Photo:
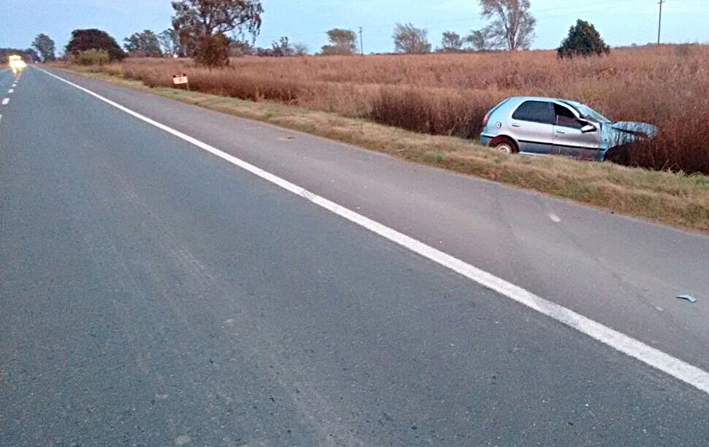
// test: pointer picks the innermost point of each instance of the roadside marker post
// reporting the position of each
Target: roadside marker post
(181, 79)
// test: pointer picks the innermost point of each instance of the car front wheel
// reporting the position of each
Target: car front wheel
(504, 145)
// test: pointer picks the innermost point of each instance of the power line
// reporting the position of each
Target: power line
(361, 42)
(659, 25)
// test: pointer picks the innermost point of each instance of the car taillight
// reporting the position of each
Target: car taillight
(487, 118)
* * *
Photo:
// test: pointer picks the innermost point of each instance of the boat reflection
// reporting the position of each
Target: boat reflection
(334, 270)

Work to be completed
Gather and copy every line of the data in which the string "point" is found.

Answer to the problem
// test: pointer picks the innermost point of each instance of the roadside marker post
// test: pointer picks the innermost point of each instance of the car front wheel
// test: pointer picks the innermost point of each instance of the power line
// test: pointer picks the innermost point of each instance of the car taillight
// test: pointer picks the innermost point of each instance of the boat reflection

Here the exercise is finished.